--- IL TUO OBIETTIVO ---
Secondo l'estratto da leggere, in quale città chi scrive ha frequentato l'università?

--- ESTRATTO DA LEGGERE ---

++++

Fin da piccola i miei genitori mi hanno spiegato la causa della mia disabilità e in casa ne abbiamo sempre parlato, affrontando insieme i successi e le frustrazioni. E fin da piccola mi è venuto spontaneo porre l’attenzione non tanto su ciò che mi mancava e che non ero in grado di fare, ma sulla necessità di valorizzare al  massimo ciò che potevo fare. Certo, non riuscivo a correre come i miei compagni ma riuscivo a stare al loro passo se camminavano. Non avrei avuto la parte di Giulietta se avessero messo in scena Shakespeare durante il laboratorio teatrale, ma avrei potuto esprimere le mie idee sull’interpretazione.

Concentrarmi sul far fruttare al meglio le mie risorse è diventata la mia filosofia di vita e mi ha aiutata anche a superare i momenti di sconforto che, credetemi, ci sono stati.

Quando poi ho cominciato a uscire dalla comfort zone del mio paese per andare a studiare prima alle superiori a Trento e poi soprattutto all’università a Padova, ho dovuto utilizzare tutte le mie risorse per trovare il modo di superare i limiti che mi imponevano le barriere architettoniche.

++++

--- DATI ARCHIVIATI ---
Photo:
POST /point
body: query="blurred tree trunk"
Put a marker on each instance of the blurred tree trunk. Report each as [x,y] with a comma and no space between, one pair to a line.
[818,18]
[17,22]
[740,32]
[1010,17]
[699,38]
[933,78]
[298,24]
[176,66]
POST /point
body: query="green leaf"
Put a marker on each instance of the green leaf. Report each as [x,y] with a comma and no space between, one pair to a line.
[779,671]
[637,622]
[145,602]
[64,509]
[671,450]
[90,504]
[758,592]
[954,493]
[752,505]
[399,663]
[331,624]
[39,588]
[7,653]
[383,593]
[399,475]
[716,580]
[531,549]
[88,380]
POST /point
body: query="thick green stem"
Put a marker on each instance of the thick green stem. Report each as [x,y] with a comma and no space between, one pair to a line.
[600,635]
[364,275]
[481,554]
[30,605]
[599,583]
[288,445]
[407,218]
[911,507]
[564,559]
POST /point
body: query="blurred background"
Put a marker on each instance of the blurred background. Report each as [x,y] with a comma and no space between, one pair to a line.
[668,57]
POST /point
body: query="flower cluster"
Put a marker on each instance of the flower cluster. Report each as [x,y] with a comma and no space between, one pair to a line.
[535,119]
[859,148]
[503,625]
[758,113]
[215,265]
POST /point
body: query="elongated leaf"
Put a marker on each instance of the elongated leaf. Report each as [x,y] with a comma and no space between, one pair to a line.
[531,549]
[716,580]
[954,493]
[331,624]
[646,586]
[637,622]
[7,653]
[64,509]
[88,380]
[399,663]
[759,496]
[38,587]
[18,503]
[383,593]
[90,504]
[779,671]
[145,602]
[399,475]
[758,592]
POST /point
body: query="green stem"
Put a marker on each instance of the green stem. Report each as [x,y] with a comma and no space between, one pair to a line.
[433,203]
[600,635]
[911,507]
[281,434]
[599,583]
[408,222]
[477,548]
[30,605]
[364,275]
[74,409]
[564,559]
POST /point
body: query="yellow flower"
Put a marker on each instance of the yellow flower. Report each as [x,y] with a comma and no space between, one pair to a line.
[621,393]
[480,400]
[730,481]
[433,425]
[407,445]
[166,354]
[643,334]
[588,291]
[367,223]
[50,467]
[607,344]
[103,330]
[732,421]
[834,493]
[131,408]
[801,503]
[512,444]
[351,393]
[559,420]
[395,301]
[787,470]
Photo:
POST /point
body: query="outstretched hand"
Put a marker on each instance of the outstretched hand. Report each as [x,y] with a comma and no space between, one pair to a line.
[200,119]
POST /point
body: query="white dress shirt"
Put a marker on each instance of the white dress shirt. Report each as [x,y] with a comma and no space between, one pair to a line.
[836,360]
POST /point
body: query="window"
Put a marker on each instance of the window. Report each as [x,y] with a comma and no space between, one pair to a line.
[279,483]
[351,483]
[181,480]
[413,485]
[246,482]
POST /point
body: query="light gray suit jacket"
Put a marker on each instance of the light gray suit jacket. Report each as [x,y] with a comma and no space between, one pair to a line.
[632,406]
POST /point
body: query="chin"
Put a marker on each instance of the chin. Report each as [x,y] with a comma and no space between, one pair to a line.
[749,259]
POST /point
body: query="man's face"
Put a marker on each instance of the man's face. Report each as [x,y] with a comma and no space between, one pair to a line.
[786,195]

++++

--- RISPOSTA AL COMPITO ---
A Padova.